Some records
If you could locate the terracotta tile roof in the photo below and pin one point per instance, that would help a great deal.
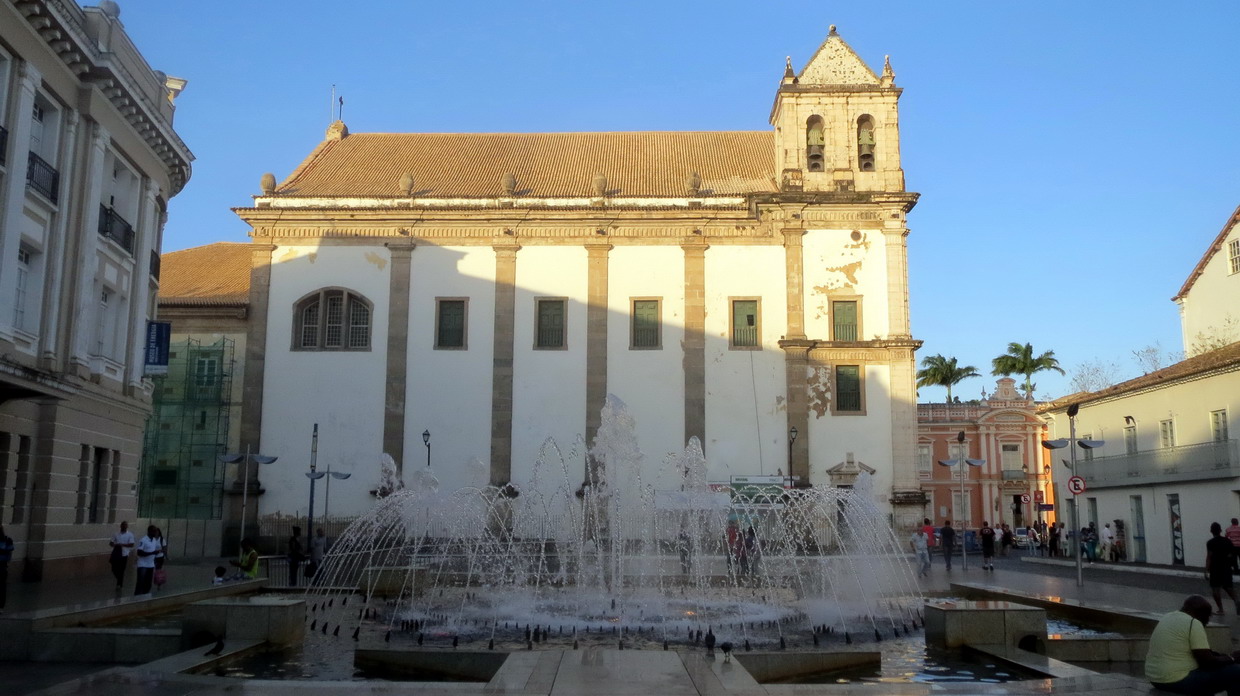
(1225, 356)
(544, 164)
(1209, 253)
(215, 274)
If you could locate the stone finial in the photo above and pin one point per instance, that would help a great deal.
(337, 130)
(693, 182)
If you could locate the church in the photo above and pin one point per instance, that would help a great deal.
(454, 299)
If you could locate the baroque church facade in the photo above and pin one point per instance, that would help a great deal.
(459, 298)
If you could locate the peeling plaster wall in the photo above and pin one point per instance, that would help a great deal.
(548, 387)
(650, 381)
(449, 391)
(342, 391)
(745, 419)
(837, 267)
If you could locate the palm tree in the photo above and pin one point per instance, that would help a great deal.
(939, 371)
(1019, 360)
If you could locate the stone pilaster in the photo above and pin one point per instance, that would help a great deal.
(595, 338)
(397, 352)
(256, 348)
(501, 370)
(794, 268)
(695, 338)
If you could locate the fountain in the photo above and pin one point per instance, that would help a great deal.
(561, 562)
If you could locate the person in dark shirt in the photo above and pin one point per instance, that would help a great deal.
(1218, 567)
(987, 546)
(947, 536)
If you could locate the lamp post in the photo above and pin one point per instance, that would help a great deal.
(244, 490)
(964, 475)
(791, 438)
(1071, 463)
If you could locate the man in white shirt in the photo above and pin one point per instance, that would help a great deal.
(148, 547)
(120, 544)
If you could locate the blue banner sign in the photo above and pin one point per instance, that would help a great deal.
(159, 335)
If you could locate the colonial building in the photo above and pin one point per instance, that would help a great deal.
(1005, 432)
(489, 290)
(88, 161)
(1171, 464)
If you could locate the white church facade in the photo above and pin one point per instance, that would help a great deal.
(456, 298)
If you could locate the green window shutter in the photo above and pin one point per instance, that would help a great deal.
(645, 324)
(847, 387)
(551, 324)
(451, 324)
(744, 323)
(845, 320)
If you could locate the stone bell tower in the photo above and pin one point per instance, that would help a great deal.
(837, 124)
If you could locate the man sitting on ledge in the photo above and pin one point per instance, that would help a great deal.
(1179, 659)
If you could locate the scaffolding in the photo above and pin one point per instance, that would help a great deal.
(181, 474)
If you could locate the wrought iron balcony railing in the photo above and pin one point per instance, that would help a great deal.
(1169, 464)
(44, 178)
(115, 228)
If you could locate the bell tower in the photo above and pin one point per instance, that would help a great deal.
(837, 124)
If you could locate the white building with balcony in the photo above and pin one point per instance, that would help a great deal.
(1171, 464)
(88, 161)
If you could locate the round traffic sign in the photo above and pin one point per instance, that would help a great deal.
(1076, 485)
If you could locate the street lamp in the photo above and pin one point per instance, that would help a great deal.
(964, 475)
(791, 438)
(1071, 453)
(244, 490)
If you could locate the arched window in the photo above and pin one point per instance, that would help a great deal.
(815, 140)
(332, 319)
(866, 143)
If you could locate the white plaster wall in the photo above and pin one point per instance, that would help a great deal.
(836, 267)
(650, 381)
(868, 437)
(548, 390)
(1188, 405)
(1210, 307)
(342, 391)
(449, 391)
(745, 413)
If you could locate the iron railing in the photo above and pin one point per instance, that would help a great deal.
(115, 228)
(44, 178)
(1169, 464)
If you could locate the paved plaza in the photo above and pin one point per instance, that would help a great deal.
(606, 671)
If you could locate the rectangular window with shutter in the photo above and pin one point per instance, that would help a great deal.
(848, 390)
(646, 324)
(450, 323)
(745, 326)
(551, 324)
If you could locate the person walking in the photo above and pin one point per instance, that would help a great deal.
(6, 547)
(1218, 567)
(947, 536)
(1233, 535)
(296, 555)
(987, 546)
(1179, 659)
(122, 544)
(146, 548)
(920, 544)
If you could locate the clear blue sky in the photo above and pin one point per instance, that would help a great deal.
(1074, 159)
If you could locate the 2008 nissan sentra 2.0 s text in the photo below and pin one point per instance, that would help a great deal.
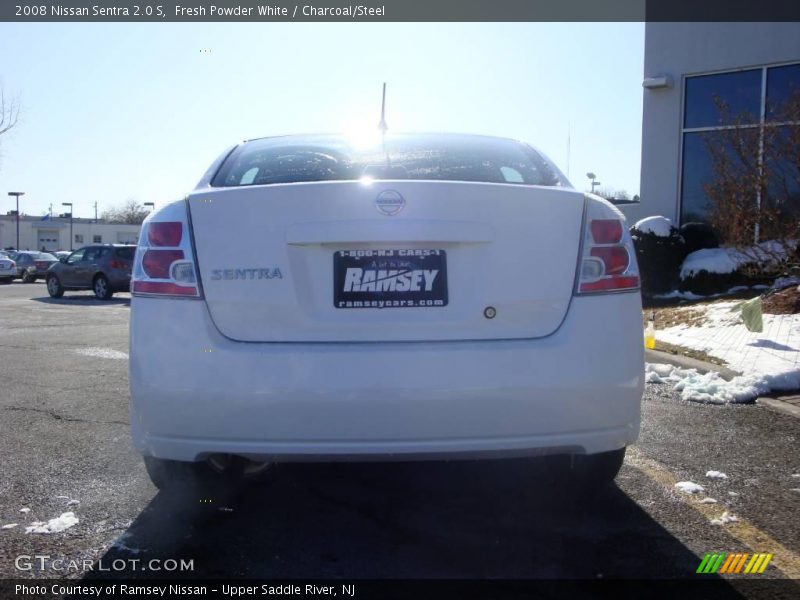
(427, 296)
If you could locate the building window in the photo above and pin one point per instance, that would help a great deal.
(753, 103)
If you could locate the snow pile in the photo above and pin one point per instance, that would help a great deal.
(658, 226)
(769, 360)
(724, 519)
(711, 388)
(712, 260)
(689, 487)
(61, 523)
(102, 353)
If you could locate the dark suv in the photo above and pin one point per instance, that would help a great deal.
(103, 268)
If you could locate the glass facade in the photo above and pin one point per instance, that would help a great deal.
(753, 102)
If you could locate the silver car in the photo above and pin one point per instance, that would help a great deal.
(8, 268)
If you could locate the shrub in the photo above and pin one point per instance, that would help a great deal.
(698, 236)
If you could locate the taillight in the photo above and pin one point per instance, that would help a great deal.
(164, 264)
(608, 259)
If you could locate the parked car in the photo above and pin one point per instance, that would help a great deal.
(102, 268)
(8, 268)
(430, 296)
(32, 265)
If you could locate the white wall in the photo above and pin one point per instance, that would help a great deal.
(29, 233)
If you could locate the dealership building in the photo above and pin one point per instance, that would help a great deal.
(53, 233)
(689, 70)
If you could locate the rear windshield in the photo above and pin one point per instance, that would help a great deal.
(295, 159)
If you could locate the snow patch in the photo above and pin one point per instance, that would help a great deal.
(689, 487)
(60, 523)
(658, 226)
(724, 519)
(102, 353)
(677, 294)
(728, 260)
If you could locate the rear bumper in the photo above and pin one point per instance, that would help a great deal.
(194, 392)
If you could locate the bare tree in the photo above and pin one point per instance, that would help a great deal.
(131, 212)
(9, 111)
(754, 197)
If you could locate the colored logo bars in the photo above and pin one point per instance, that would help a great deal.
(734, 563)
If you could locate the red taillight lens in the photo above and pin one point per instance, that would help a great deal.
(608, 258)
(606, 231)
(168, 233)
(615, 258)
(156, 263)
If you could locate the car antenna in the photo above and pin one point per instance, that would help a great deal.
(383, 126)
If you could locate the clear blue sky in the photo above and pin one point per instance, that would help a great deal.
(116, 111)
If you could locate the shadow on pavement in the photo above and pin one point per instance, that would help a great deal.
(405, 520)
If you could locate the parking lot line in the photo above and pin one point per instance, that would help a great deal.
(786, 561)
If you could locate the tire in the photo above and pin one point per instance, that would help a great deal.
(587, 471)
(54, 287)
(219, 472)
(102, 290)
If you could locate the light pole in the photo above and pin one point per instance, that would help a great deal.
(17, 194)
(70, 223)
(593, 178)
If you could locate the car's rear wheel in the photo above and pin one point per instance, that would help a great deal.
(54, 287)
(218, 471)
(586, 471)
(102, 290)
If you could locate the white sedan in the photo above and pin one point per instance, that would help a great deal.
(431, 296)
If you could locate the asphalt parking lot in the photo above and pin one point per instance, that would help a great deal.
(64, 446)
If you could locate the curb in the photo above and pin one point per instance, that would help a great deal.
(685, 362)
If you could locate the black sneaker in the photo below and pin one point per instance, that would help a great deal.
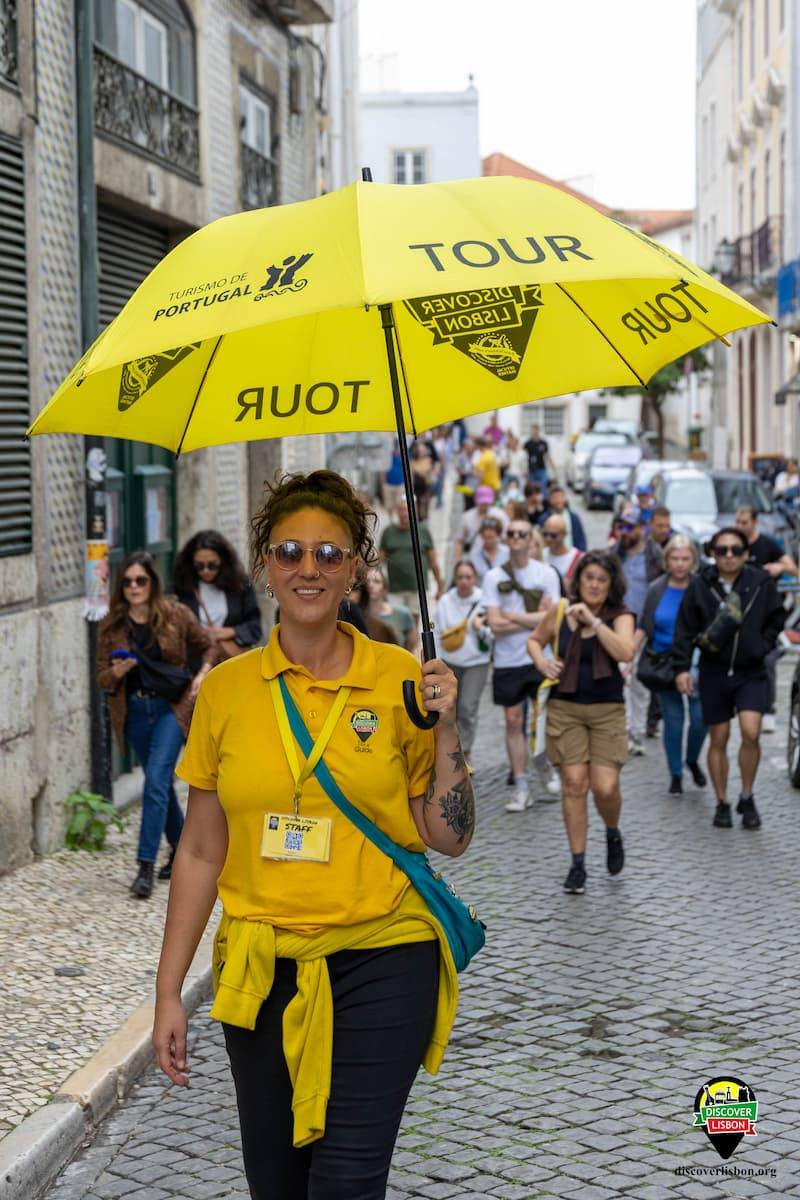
(614, 855)
(750, 817)
(722, 819)
(576, 881)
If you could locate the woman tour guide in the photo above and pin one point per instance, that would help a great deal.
(332, 981)
(144, 647)
(587, 738)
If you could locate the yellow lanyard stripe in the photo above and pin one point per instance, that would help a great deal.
(300, 774)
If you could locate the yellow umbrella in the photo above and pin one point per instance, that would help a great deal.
(378, 306)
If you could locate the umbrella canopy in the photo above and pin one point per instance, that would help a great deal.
(503, 291)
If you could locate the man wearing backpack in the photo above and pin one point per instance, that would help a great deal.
(733, 613)
(517, 595)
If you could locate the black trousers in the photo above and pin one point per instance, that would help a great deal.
(384, 1007)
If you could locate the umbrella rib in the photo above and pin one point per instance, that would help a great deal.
(197, 395)
(605, 336)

→ SET PROBLEM:
The entries above are to be returned exactly, without their pictures.

→ TASK RESPONSE:
If you could locate the terracotta tile roof in the photo below and pin one point per instance, that would help a great deal.
(1225, 356)
(544, 164)
(1209, 253)
(215, 274)
If you could locate the stone finial in the photo above and pin one point per instance, that would help a great deal.
(337, 130)
(693, 182)
If you could locate the church in the photo above and pin one point per instance, that would help a great deal.
(454, 299)
If you could locate the baroque church facade in the photo above and pin one point per instance, that would help a great deal.
(459, 298)
If you could locate the peeling plaster wall in the photo above and pin one point per instance, that would help a great deal.
(548, 387)
(650, 381)
(449, 391)
(342, 391)
(745, 419)
(837, 267)
If you could locate the palm tree in the photo above and pin one point per instance, that would help a great deal.
(939, 371)
(1019, 360)
If you could locate the stone pilaster in the photo above and pin one point per instance, that would help a great deal.
(595, 338)
(397, 352)
(256, 348)
(501, 370)
(794, 268)
(695, 338)
If you could locate the fountain in the photo above and pin one point per instance, that would help a great deal.
(561, 562)
If you could locate the person in dark shirt in the photo above and pin one point per instance, that would help a great deal.
(1218, 567)
(987, 546)
(947, 536)
If you could locate the lamp post in the photo above and pin one point per instance, that would help a great deal.
(244, 490)
(964, 475)
(791, 438)
(1071, 463)
If you could locate the man in white shirt in the photo above and pin one point per instance, that would help a great deal.
(148, 547)
(120, 544)
If you could locate the blue banner sign in the photo above and pin one point per instance, that would help a great deal.
(159, 335)
If you could locate the colonial building in the photo above and pin one point per instance, that would help a great deal.
(1005, 432)
(489, 290)
(88, 161)
(1171, 464)
If you could locate the white church facade in the photo above and pin one point per instance, that would help a great deal.
(456, 298)
If you could locate the green window shutter in the photo above and pin one point per instance, that would help a great deal.
(645, 324)
(847, 387)
(551, 324)
(451, 324)
(744, 323)
(845, 320)
If you could locate the stone bell tower in the photo above and pin one point per instance, that would help a great deal.
(837, 124)
If you could locate the man sitting on ledge in the photo above and pin one point per instance, that would help a great deal.
(1179, 659)
If you could locate the scaffolding in the photo above and pin one point per instance, that would help a great deal.
(181, 474)
If you could locate the wrought iron balcony railing in the photo above and pin one point per instance, that would help a great deal.
(1169, 464)
(44, 178)
(115, 228)
If you could locate the bell tower in the photo above and pin one point per instance, that would help a great deal.
(837, 124)
If you could locate the white building with balcony in the photo above and pin one point per instance, that would help a great deal.
(1171, 464)
(88, 161)
If you could locate the round traffic sign in the photo above and pin one point per instance, that would help a great deal.
(1076, 485)
If you could locate the street lamp in the photo above and pin one point per instance, that would help a great deal.
(964, 475)
(791, 438)
(1071, 453)
(244, 490)
If you could locate the arched window in the photo above and pin one point per instance, that would help a great deal.
(815, 140)
(332, 319)
(866, 143)
If you could locate the white plaster wall in the photo above and pin one point per instance, that would help a great deal.
(836, 267)
(650, 381)
(868, 437)
(548, 390)
(1188, 405)
(1210, 307)
(342, 391)
(449, 391)
(745, 413)
If you could locate the iron railing in the photo above and pin one point per instance, that would help a great deal.
(115, 228)
(44, 178)
(1169, 464)
If you could locate the paved plaza in the photo above and pin one point per instance, that would help a great deal.
(606, 671)
If you could locate the rectangular window with shutter in the photo above and pin one point per instance, that would help a great deal.
(848, 390)
(646, 324)
(450, 323)
(745, 326)
(551, 324)
If you could locate the person walking in the photo above and pin one point per instance, that would help a great deal.
(6, 547)
(1218, 567)
(947, 536)
(1233, 535)
(296, 555)
(987, 546)
(1179, 659)
(122, 544)
(146, 548)
(920, 544)
If you could locate the clear blue sky in the photo above and pin one point per instance, that would help a great deal.
(1074, 159)
If you could locate the 2008 nissan sentra 2.0 s text in the photo below and pin one point per instance, that would help a great deal.
(427, 296)
If you could locate the building window in the photo above and pin one point per instance, that would help a great deal.
(753, 103)
If you could locate the snow pile in the photo above and pin one point per instance, that would help a great deal.
(658, 226)
(769, 360)
(724, 519)
(711, 388)
(712, 260)
(689, 487)
(61, 523)
(102, 353)
If you could locate the dark suv in the photo above and pin one point per instance, that would help a great deal.
(103, 268)
If you could locate the glass facade in the photo above and pin one point per instance, that would help a great deal.
(753, 102)
If you could locate the silver car in the photo above and pin one point per instance, that would help a great deal.
(8, 268)
If you could locate the shrub in the photo above and pin one point per instance, that would help a great deal.
(698, 236)
If you could locate the taillight in the photo above and pin one point per instance, that would help a great deal.
(164, 264)
(608, 259)
If you could locate the parked car in the photo above and pin one point per instance, that would help a great deal.
(102, 268)
(8, 268)
(430, 296)
(32, 265)
If you could locate the white wall in the photo above and pin one point per instance, that would help a great deal.
(29, 233)
If you could locate the dealership building in the photo above and pin one point per instance, that would help a great deal.
(53, 233)
(689, 70)
If you could locate the rear windshield in the photo above and pin one point per instance, that would help a great deal.
(295, 159)
If you could locate the snow patch in the photo above and pin one point per instance, that would help a great deal.
(689, 487)
(60, 523)
(658, 226)
(724, 519)
(102, 353)
(677, 294)
(728, 260)
If you could locate the rear bumper in the photo above and pin one point per instance, that would help a great deal.
(194, 392)
If you could locate the bare tree in the photo above and pin one point per instance, that would help a great deal.
(131, 212)
(9, 111)
(754, 197)
If you could locate the colored logo bars in the photo above and pin one point per instance, that would help a great deal.
(734, 563)
If you could locate the red taillight lens in the photo above and pin one point per instance, that would help a great deal.
(608, 258)
(606, 231)
(168, 233)
(615, 258)
(156, 263)
If you could locate the car antenna in the photo above and pin one point per instance, that would help a great deal.
(383, 126)
If you could locate the clear blue sky in the photo above and pin one point per instance, that would help a great deal.
(116, 111)
If you could locate the shadow on pavement in the photo above and pin one point per instance, that would help a great deal.
(405, 520)
If you could locate the parking lot line in the photo above and pin one point per instance, that would help a great deal.
(786, 561)
If you could locate the tire in the photo above and pin one point per instance, that would help a great deal.
(587, 471)
(54, 287)
(219, 472)
(102, 290)
If you could locate the light pole in the photo above and pin one point per instance, that would help a great deal.
(17, 194)
(70, 223)
(593, 178)
If you could locate the car's rear wheel in the photo above and pin one point per instance, that would help a great deal.
(54, 287)
(218, 471)
(586, 471)
(102, 290)
If you could locate the white sedan in the photo above and pin one point per instance, that would help a great deal.
(431, 296)
If you could locate the asphalt parking lot in the photo above and pin one point per instance, that would help a great deal.
(64, 446)
If you could locate the curb in the photo above and pin one point per instance, that would help a great deal.
(685, 362)
If you could locate the black sneaker in the photo below and pin one point per instance, that would help a great deal.
(614, 855)
(750, 817)
(722, 819)
(576, 881)
If you could locate the woman tour guide in the photo above and pin one point per instance, that would help a great deal.
(332, 981)
(144, 647)
(587, 738)
If you could locate the yellow lanyard stripe in the photo above and pin one point per instance, that would help a great deal.
(300, 774)
If you could locate the yellow umbrella in the photo above and pin one point per instance, that would help a great deal.
(378, 306)
If you could locate the umbrella canopy in the photo above and pin one point per instance, that would help a great deal.
(503, 291)
If you could locate the man wearing backpack in the photo above and pin one point per instance, that would help a great deal.
(733, 613)
(517, 595)
If you could locate the black trousers in the photo above and pin one point per instance, that would help a great deal.
(384, 1007)
If you could locate the umbrella rib in the photo above and pin one point per instance, that would help a great deal.
(197, 395)
(605, 336)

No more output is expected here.